小課題: 武蔵・相模国境についての本文で、今回の回が「その2.5」とされている理由を、本文に書かれている内容に基づいて一、二文で説明すること。

本文抜粋:
□ □ □ □

また、画像は、特記無き限り、著者が撮影したものです。 

今回の武蔵・相模国境編は、国境を越える車道?はあるのですが、自動車が通過することができない場所(なので「その2.5」)です。ある意味、閑話っぽいので、本文は短いかもしれないですが、画像は多目かも?

場所

今回の現場と、以前の記事で取り上げた場所の位置関係。
ベース白地図は、例によって freemap.jp より。

 武蔵・相模の旧国境のうち、現代にて横浜・横須賀の市境となっている部分は、基本的に分水嶺=天神尾根になっている旨は、前回の武相国境編その2で記した通りである。しかも、市境を越える幹線道路と呼べる道が、横浜横須賀道路を除くと実質的に2経路しかない、ということも、前回記した通りである。

□ □ □ □

記録抜粋:
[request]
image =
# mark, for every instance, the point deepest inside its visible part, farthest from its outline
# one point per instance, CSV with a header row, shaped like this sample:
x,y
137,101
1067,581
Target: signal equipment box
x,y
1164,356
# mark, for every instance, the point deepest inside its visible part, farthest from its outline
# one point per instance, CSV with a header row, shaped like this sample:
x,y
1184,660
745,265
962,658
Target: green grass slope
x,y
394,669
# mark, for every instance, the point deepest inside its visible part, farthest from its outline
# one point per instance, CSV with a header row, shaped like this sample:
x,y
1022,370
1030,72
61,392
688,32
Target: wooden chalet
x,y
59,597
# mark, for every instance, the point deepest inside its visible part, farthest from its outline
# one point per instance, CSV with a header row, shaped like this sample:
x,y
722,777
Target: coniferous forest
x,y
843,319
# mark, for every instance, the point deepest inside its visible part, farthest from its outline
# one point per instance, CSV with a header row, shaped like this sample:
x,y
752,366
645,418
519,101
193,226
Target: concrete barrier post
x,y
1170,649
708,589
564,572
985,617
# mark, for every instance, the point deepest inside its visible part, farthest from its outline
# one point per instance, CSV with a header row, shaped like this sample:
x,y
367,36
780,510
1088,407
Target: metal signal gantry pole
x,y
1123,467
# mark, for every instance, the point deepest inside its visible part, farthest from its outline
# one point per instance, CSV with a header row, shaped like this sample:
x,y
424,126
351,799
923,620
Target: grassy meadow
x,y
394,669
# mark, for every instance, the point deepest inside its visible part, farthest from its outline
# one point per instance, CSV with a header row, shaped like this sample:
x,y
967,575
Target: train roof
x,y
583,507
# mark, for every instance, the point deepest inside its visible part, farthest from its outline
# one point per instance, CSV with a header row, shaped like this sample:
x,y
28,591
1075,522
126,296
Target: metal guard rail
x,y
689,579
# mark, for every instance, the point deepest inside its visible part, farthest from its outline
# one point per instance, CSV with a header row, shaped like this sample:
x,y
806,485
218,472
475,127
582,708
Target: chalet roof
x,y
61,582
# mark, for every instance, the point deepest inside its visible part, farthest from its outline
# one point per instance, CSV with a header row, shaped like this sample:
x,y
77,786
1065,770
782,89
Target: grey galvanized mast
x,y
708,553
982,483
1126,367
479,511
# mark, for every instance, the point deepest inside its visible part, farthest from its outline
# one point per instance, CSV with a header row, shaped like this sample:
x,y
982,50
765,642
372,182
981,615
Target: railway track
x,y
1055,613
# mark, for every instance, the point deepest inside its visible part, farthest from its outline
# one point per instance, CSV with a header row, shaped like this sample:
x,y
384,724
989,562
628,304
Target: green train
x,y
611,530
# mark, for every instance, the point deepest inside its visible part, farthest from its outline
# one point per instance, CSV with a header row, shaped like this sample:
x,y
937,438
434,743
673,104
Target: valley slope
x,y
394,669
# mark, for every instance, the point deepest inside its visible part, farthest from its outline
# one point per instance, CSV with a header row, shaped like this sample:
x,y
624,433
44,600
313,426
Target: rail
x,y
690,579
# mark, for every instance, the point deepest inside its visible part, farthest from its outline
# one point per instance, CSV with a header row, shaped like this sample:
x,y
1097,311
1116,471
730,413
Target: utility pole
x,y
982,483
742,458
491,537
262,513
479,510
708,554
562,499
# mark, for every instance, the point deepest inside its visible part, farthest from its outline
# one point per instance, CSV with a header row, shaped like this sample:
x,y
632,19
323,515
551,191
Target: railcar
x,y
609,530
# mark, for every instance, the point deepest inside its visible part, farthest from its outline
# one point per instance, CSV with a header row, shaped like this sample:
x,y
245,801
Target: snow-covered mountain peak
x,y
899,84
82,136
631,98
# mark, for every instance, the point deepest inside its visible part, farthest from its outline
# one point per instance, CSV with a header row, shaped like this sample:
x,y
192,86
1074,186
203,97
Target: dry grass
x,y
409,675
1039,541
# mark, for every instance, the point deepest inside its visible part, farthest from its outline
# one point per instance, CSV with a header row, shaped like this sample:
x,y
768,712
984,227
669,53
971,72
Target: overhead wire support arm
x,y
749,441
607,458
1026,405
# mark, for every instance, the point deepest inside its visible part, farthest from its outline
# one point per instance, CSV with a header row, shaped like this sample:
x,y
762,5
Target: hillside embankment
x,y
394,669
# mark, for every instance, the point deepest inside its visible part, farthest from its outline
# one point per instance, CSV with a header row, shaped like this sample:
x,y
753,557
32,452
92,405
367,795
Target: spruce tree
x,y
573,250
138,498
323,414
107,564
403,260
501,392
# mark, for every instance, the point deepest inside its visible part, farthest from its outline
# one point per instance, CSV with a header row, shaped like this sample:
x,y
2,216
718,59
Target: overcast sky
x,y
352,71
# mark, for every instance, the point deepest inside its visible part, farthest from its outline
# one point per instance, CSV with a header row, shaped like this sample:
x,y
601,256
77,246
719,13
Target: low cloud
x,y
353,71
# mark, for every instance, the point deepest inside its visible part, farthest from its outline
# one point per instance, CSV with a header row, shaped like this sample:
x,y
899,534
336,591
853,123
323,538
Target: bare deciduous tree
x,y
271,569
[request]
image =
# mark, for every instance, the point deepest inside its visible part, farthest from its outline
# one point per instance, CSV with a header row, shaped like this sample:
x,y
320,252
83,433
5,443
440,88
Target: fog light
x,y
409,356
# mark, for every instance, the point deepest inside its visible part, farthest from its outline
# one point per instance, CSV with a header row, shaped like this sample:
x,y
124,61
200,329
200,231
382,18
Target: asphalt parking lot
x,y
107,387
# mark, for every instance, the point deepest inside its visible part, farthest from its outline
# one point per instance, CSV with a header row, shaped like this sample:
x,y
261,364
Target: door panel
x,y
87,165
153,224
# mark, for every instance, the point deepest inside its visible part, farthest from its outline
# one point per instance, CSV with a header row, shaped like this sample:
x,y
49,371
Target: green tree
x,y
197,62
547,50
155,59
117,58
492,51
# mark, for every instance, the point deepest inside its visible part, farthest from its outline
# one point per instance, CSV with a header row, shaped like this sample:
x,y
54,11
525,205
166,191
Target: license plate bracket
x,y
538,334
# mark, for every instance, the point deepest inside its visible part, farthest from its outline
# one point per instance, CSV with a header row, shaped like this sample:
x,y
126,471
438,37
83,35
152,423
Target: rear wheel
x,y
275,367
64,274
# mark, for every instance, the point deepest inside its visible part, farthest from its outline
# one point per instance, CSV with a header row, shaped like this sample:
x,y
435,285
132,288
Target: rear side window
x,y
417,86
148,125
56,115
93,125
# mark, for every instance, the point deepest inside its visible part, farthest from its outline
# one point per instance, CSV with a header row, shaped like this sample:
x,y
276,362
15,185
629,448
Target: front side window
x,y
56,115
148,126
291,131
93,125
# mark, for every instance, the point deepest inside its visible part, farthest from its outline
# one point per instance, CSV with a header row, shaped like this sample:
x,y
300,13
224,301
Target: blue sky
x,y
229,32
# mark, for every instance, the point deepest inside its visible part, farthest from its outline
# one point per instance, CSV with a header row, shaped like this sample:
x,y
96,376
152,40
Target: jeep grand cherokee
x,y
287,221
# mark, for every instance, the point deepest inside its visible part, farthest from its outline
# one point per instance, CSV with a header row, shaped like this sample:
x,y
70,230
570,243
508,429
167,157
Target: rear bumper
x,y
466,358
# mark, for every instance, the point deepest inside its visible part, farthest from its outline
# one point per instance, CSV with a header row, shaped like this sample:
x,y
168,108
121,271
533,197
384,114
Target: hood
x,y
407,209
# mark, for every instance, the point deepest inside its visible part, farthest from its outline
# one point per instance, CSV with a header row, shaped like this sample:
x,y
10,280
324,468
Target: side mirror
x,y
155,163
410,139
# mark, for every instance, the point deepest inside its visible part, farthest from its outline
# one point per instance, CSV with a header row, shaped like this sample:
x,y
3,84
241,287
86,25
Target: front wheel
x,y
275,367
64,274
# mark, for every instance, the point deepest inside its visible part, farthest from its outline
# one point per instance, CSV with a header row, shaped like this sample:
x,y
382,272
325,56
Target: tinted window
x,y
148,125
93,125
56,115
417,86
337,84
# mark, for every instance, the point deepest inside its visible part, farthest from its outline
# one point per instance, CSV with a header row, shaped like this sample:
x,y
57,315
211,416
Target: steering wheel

□ □ □ □

解答: 今回の場所には国境を越える車道らしき道はあるが、自動車が通過することはできない。そのため「その2.5」とされている。